__What you will do__
a) In the notes on agent design, why is the inbox reviewed in the chat interface rather than the other way around? Answer in one to three sentences.
b) Pick up the notes on agent design after their final sentence and keep writing.

Each report contains:
- What was processed (sources, date range)
- What was found (observations, links, new content created)
- What needs human attention (ambiguous cases, failures)
- Where artifacts were written
The inbox is reviewed in the chat interface, not the other way around. The agent does work; the human reviews and promotes or discards.
First agents to implement
1. Journal scanner (scripts/scan-journals.py)
Reads configured RSS feeds and journal sources for a topic. For each new item since last scan, asks a local model: “Is this relevant to [topic]? If so, write a 2-3 sentence observation.”
Writes observations to the appropriate topic’s observations/ directory.
Reports new observations to inbox.
2. Triage enrichment agent (scripts/enrich-triage-agent.py)
Already effectively exists as infer-triage-frontmatter.py but runs
interactively. The agent version runs headlessly, enriches a batch,
and reports results to inbox rather than stdout.
3. Gap reporter (scripts/report-content-gaps.py)
Scans content for broken links, missing term files, unreferenced concepts. Reports gaps to inbox as a prioritized list.
Scheduling
Windows Task Scheduler (or a simple cron-style wrapper) triggers scripts on a schedule. Each script is self-contained: reads its own configuration from frontmatter in a config file, checks its own last-run timestamp, and proceeds accordingly.
The existing scripts/check-environment.py approach (probe, report,
exit) is the model: scripts don’t assume anything about their environment
and report clearly when they can’t proceed.
Configuration
Each agent has a configuration file at
content/personal/projects/emsemioverse/agents/<agent-name>/config.md
with frontmatter encoding:
schedule: cron expression for intended frequencysources: list of feeds, directories, or queriestarget-discipline: where to write artifactsmodel-capability: minimum capability required (links to plan 0053)last-run: ISO timestamp of last successful run
Human review flow
- Agent runs, produces artifacts, writes report to inbox
- Human opens inbox in next chat session
- Human reviews artifacts, promotes good ones, discards poor ones
- Review is the encoding loop, applied to agent output
This is analogous to how plans and decisions are reviewed: the agent produces a draft; the human exercises judgment about what enters the permanent record.

__Available data__
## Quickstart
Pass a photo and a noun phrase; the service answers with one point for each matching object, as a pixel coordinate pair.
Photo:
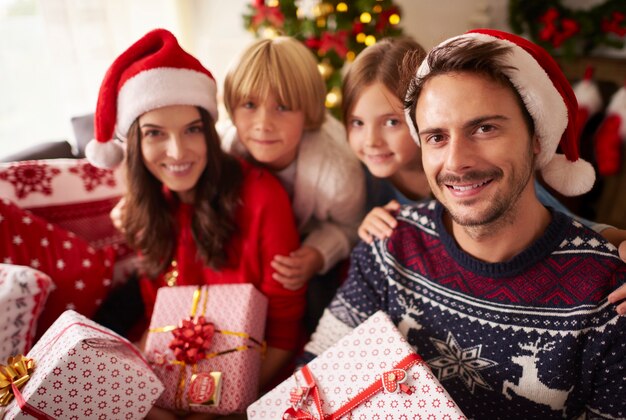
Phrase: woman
(195, 214)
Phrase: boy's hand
(379, 222)
(295, 270)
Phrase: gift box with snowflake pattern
(206, 344)
(370, 373)
(79, 370)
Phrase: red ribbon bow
(192, 340)
(390, 382)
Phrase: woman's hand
(295, 270)
(379, 222)
(116, 214)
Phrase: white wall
(63, 75)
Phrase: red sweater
(266, 228)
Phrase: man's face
(477, 152)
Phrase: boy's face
(378, 133)
(270, 131)
(477, 152)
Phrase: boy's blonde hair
(284, 67)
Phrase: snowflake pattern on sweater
(533, 337)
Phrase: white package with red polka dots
(83, 370)
(215, 366)
(371, 373)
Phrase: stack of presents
(204, 345)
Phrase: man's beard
(503, 205)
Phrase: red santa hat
(588, 97)
(610, 135)
(152, 73)
(551, 103)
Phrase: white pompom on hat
(550, 101)
(152, 73)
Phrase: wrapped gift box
(23, 294)
(83, 370)
(372, 372)
(220, 372)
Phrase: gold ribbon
(16, 373)
(201, 294)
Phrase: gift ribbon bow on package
(192, 341)
(390, 381)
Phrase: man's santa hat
(611, 134)
(152, 73)
(551, 103)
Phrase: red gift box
(84, 370)
(205, 343)
(372, 372)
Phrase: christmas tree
(336, 31)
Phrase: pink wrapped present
(79, 369)
(206, 343)
(23, 294)
(372, 372)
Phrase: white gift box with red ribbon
(206, 345)
(373, 371)
(83, 370)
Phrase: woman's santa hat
(551, 103)
(588, 97)
(153, 73)
(611, 134)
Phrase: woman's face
(173, 147)
(378, 134)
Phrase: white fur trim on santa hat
(567, 177)
(104, 155)
(588, 96)
(617, 106)
(160, 87)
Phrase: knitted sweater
(532, 337)
(266, 228)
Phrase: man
(503, 298)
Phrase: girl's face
(269, 130)
(173, 147)
(378, 134)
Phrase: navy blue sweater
(533, 337)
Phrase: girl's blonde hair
(284, 67)
(382, 62)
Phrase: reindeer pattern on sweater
(533, 337)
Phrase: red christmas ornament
(557, 31)
(337, 41)
(616, 25)
(611, 134)
(272, 15)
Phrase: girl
(275, 99)
(378, 135)
(196, 214)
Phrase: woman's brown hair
(148, 221)
(381, 62)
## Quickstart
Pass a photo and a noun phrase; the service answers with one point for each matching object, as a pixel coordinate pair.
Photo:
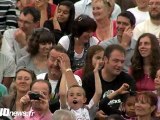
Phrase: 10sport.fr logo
(6, 112)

__Answers provided__
a) The work is split between the two sides: the agent does the work, and the human reviews it and decides what to promote or discard. So the agent writes its report to the inbox, and the human opens that inbox in the next chat session to judge the results.

b)
Prerequisites
- Plan 0053 (model capability requirements) should be complete so agents can declare and check their capability requirements
- Plan 0052 (content gap filling) overlaps — the gap reporter agent is the operational form of that plan’s gap-detection step
phi-3-mini-128kshould be loaded in Foundry (for journal scanning where articles may be long)
Files to create
| File | Purpose |
|---|---|
content/personal/projects/emsemioverse/inbox/ | Directory for agent reports |
content/personal/projects/emsemioverse/agents/ | Agent configuration directory |
scripts/scan-journals.py | Journal/RSS scanner agent |
scripts/enrich-triage-agent.py | Headless triage enrichment (wraps existing script) |
scripts/report-content-gaps.py | Gap detection reporter |
Not in scope
- Multi-agent coordination or agent-to-agent communication
- Fine-tuning agents for specific tasks (plan 0052 covers that)
- Replacing the chat interface for complex judgment tasks
- External API access (agents work only with local data and local models)
Log
- 2026-03-08: Plan created. Captures emsenn’s intent to have local models handle recurring operational tasks (journal scanning, background research) with reports delivered to an inbox, rather than driving operations exclusively through the chat interface.